Description of the task: Reproduce word for word the part of the passage on gout and pseudogout below that opens with the words containing "Calcium pyrophosphate deposition disease (pseudogout)" and closes with "the current patient.".

** Extract to read follows **

Chronic tophaceous gout often affects the interphalangeal joints of the hand, mostly asymmetrically, showing central, marginal or periarticular erosions with overhanging edges. However, in gouty arthritis the joint space is well preserved until the late stages of the disease.[16] The joint space preservation and presence of tophi clearly distinguish chronic tophaceous gout from EOA. In our patient, the interphalangeal joints spaces were markedly narrowed, tophi were not seen on physical examination, and the serum uric acid level was within normal limits.

Calcium pyrophosphate deposition disease (pseudogout) may be found in EOA patients.[2] Involvement of the radiocarpal joint is characteristic of the arthropathy associated with calcium pyrophosphate deposition disease. Its occurrence in one patient with EOA probably represents coexistence of two separate diseases. Radiographically, chondrocalcinosis may be seen in affected joints such as the knee or wrist.[17] Neither radiocarpal joint involvement nor chondrocalcinosis were seen in the current patient.

** End of Extract to read **
** Provided data follows **

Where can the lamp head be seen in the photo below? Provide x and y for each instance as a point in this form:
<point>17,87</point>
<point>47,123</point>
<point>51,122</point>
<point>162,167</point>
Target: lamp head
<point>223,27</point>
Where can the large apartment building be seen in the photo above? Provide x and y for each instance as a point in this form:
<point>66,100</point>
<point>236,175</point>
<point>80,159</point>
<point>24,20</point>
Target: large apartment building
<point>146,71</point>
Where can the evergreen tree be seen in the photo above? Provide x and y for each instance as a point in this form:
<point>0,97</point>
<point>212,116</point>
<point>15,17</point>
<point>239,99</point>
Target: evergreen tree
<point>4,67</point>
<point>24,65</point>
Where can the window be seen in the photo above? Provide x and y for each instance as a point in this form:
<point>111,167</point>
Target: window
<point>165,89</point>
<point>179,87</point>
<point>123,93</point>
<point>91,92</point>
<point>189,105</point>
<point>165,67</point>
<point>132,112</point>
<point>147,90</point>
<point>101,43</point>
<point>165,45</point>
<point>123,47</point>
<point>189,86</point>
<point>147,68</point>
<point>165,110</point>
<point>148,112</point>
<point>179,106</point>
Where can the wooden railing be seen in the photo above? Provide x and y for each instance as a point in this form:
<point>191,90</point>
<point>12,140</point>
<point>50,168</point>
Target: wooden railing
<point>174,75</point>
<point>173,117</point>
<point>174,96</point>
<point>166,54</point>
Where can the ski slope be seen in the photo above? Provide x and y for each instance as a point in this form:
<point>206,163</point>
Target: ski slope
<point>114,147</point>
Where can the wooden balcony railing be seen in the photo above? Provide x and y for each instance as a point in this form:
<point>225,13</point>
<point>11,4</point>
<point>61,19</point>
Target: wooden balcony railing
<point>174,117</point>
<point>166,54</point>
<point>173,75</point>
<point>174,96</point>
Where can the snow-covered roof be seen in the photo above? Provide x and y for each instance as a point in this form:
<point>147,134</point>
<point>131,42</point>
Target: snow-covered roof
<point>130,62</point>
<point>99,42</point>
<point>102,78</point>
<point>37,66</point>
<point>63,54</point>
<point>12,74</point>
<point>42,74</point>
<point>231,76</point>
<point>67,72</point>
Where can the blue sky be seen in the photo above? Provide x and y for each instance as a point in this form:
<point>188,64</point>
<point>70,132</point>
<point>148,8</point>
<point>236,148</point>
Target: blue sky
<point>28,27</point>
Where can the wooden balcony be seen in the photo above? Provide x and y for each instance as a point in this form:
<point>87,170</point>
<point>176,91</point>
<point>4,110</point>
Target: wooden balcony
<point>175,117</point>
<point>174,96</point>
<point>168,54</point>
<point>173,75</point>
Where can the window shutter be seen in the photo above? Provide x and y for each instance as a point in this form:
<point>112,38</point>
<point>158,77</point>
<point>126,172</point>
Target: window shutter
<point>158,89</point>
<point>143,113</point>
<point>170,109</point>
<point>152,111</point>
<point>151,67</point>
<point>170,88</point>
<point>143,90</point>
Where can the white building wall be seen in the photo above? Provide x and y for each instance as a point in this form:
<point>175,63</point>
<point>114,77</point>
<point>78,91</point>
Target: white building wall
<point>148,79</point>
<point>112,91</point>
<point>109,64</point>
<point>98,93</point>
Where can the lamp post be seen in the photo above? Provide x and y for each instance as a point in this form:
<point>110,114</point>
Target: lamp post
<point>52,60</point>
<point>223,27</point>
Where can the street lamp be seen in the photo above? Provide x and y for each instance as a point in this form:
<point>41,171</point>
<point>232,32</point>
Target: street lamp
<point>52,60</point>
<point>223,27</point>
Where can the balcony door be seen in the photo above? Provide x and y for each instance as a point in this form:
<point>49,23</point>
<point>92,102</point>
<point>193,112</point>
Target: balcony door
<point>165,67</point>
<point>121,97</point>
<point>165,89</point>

** End of Provided data **
** Provided data follows **

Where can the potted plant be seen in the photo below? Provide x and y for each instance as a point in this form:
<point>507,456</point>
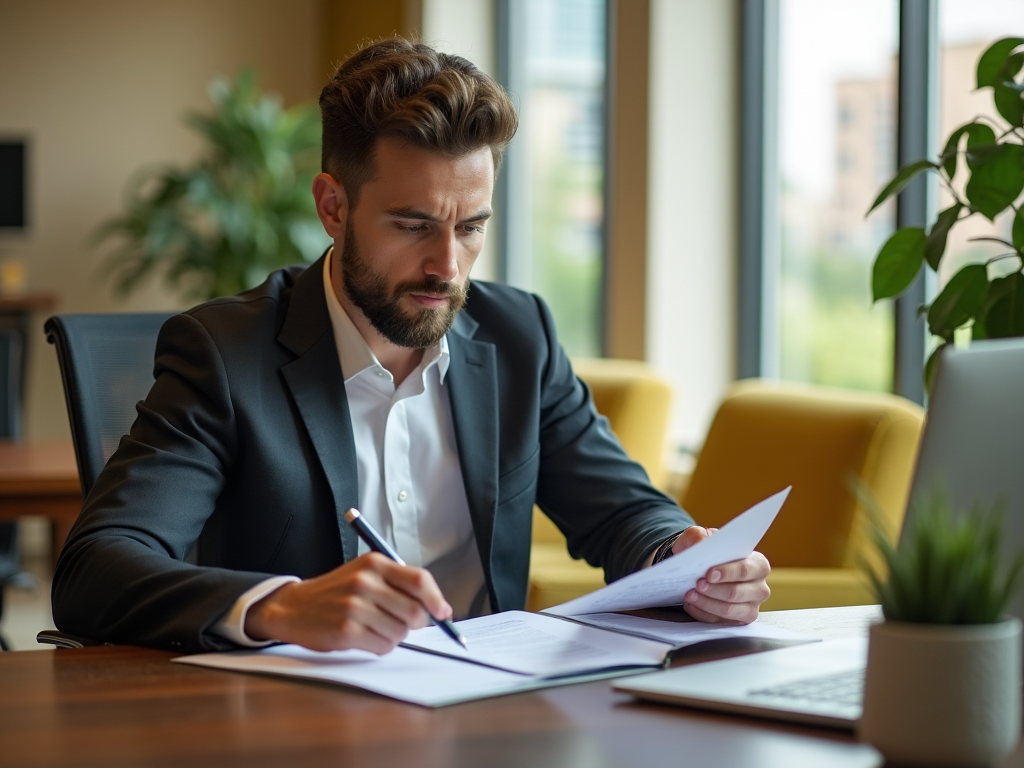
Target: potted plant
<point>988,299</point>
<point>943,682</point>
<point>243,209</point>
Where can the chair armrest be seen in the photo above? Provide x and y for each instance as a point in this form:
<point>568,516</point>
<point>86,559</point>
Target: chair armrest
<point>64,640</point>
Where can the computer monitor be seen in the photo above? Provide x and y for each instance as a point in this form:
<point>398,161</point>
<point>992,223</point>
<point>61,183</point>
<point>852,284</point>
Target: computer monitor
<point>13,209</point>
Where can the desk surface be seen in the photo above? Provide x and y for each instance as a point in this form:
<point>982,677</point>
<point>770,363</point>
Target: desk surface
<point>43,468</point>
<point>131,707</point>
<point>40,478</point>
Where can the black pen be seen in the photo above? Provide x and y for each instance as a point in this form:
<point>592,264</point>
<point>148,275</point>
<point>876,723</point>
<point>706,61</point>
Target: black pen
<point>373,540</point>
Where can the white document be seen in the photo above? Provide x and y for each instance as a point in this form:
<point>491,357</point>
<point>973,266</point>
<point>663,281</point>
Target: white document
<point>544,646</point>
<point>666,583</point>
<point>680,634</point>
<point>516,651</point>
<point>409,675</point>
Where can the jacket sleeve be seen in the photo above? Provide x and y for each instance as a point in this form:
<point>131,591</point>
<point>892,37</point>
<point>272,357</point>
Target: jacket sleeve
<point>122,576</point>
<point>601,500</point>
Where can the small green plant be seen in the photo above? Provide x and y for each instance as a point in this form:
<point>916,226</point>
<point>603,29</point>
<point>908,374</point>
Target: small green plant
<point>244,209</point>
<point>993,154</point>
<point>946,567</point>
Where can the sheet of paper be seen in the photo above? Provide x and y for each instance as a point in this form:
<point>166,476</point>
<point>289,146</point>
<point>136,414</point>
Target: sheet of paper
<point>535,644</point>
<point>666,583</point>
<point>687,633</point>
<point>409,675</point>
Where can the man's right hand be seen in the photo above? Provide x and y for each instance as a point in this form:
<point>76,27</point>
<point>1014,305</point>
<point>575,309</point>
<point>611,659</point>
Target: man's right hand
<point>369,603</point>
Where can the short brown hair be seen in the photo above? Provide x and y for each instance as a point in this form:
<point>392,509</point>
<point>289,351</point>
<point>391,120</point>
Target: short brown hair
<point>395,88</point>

** End of Provided data **

Response area:
Calcium pyrophosphate deposition disease (pseudogout) may be found in EOA patients.[2] Involvement of the radiocarpal joint is characteristic of the arthropathy associated with calcium pyrophosphate deposition disease. Its occurrence in one patient with EOA probably represents coexistence of two separate diseases. Radiographically, chondrocalcinosis may be seen in affected joints such as the knee or wrist.[17] Neither radiocarpal joint involvement nor chondrocalcinosis were seen in the current patient.